Filter the material below, keeping every line that contains the string "wheel". Case counts, so lines holding the string only with different capitalization are excluded.
begin Dataset rows
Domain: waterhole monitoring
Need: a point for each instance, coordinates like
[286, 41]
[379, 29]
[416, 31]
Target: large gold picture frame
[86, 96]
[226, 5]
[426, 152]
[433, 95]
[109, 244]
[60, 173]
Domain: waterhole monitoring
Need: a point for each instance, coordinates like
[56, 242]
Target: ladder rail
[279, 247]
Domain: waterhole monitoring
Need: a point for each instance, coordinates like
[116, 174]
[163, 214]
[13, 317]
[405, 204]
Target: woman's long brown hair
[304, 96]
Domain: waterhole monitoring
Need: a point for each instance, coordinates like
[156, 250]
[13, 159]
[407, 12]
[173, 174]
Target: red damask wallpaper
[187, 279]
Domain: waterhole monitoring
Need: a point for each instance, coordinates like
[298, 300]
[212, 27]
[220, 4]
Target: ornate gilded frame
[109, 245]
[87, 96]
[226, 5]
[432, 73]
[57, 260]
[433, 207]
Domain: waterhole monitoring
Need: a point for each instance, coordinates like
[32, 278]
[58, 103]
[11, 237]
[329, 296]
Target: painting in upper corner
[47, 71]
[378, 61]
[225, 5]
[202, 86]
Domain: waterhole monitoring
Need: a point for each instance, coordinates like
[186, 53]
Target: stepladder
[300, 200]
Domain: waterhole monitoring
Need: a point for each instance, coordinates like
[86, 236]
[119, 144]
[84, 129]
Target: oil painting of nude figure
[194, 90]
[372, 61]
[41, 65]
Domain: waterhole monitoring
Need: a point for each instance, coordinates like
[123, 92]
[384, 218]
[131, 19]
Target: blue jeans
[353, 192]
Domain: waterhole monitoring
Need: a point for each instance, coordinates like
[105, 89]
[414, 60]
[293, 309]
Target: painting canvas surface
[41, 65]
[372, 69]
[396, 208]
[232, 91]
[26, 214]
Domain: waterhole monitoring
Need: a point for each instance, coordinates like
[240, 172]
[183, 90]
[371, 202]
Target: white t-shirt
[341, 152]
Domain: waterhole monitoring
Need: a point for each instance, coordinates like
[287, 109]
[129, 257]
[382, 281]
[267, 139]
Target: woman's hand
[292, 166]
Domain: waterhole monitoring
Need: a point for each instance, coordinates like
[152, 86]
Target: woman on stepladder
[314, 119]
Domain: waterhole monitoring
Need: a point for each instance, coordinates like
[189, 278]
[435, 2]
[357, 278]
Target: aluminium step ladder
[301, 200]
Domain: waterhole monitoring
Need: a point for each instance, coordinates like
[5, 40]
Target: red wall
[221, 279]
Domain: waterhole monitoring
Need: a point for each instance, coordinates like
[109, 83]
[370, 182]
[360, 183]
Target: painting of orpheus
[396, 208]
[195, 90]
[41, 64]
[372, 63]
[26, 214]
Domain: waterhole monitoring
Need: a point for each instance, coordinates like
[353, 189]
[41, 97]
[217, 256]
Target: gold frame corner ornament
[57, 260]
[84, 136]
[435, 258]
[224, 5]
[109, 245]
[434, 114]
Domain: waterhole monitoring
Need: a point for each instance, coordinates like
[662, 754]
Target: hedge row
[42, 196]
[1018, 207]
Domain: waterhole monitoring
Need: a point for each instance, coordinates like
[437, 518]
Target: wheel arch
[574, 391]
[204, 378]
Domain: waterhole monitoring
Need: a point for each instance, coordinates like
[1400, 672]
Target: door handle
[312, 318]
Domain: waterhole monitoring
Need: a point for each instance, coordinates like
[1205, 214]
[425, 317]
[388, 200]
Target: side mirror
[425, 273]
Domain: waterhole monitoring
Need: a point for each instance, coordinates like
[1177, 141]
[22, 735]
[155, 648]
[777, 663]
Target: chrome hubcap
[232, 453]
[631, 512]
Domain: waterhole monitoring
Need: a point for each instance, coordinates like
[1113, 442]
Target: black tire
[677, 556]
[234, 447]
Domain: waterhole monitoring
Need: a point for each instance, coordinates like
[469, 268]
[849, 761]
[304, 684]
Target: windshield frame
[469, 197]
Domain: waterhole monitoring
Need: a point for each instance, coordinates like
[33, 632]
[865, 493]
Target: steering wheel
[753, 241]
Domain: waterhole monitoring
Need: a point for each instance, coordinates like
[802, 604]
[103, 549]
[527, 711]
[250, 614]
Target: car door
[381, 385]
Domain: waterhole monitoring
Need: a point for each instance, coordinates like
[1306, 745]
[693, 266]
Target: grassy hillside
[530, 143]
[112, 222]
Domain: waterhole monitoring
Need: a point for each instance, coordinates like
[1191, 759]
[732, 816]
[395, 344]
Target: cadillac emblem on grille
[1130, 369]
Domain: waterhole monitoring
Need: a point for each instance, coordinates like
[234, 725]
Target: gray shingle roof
end Dataset rows
◆ The reply ◆
Target: wheel arch
Target: steering wheel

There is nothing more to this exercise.